Problem description:
Format the lines from the one containing "Object detection labeling — target class: girl's" through the end of the records as a Markdown table with two columns, Row and Line, giving each line its own numbered row and omitting any blank lines.

Stored rows:

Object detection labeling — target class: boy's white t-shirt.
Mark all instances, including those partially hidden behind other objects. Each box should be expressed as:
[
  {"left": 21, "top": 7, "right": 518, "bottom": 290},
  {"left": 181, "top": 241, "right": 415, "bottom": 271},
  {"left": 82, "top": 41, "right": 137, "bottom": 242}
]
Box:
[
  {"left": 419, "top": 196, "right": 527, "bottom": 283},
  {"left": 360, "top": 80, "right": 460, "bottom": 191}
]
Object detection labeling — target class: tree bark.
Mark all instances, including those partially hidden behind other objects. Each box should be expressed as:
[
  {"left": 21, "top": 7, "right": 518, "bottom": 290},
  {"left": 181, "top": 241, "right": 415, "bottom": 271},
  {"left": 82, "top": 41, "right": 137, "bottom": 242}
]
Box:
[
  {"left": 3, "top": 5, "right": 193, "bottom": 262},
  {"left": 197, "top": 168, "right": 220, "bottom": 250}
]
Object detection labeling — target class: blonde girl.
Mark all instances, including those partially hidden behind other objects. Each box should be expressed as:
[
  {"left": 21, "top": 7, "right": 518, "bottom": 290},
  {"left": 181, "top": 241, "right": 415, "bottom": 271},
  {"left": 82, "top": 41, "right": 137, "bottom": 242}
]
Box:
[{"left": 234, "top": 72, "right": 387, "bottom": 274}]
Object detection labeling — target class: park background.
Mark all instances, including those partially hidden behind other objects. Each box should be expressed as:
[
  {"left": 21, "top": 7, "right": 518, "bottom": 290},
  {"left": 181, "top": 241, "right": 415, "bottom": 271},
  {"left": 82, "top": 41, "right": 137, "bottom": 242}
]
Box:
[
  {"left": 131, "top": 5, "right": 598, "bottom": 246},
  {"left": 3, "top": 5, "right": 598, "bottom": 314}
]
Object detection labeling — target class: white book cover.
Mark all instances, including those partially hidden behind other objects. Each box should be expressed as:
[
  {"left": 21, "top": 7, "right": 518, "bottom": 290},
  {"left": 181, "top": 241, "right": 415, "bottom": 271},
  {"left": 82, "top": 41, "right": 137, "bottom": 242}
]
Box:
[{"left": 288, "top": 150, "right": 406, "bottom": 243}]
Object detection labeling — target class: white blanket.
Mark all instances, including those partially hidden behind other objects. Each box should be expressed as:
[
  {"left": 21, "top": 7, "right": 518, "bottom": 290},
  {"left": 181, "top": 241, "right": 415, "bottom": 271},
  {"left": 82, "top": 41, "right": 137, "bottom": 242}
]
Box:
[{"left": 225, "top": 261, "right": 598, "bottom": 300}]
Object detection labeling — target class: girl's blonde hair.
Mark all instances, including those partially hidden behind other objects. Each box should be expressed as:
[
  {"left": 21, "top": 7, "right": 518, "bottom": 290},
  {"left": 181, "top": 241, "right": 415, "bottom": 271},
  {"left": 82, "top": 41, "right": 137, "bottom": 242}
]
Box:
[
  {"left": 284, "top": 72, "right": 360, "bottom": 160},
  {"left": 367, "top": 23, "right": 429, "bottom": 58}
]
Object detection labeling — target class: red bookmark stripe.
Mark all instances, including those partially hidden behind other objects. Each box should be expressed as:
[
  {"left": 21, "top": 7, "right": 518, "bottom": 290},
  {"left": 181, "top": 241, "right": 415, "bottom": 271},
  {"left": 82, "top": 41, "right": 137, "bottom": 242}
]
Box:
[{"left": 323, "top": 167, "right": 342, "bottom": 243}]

Solved problem:
| Row | Line |
|---|---|
| 1 | Object detection labeling — target class: girl's blonde hair. |
| 2 | Mark all instances, including those partially hidden behind other objects. Each box should be expressed as: |
| 3 | [ |
| 4 |   {"left": 21, "top": 7, "right": 518, "bottom": 290}, |
| 5 |   {"left": 181, "top": 241, "right": 415, "bottom": 271}, |
| 6 |   {"left": 82, "top": 41, "right": 137, "bottom": 242} |
| 7 | ] |
| 8 | Box: |
| 9 | [ |
| 10 |   {"left": 284, "top": 72, "right": 360, "bottom": 160}, |
| 11 |   {"left": 367, "top": 23, "right": 429, "bottom": 58} |
| 12 | ] |
| 13 | Object detection labeling — target class: red bookmark stripe. |
| 14 | Mark all instances, including those partially hidden behind other objects. Each box should be expressed as: |
| 15 | [ |
| 16 |   {"left": 21, "top": 7, "right": 518, "bottom": 290}, |
| 17 |   {"left": 181, "top": 241, "right": 415, "bottom": 271}, |
| 18 |   {"left": 82, "top": 41, "right": 137, "bottom": 242} |
| 19 | ] |
| 20 | Box: |
| 21 | [{"left": 323, "top": 167, "right": 342, "bottom": 243}] |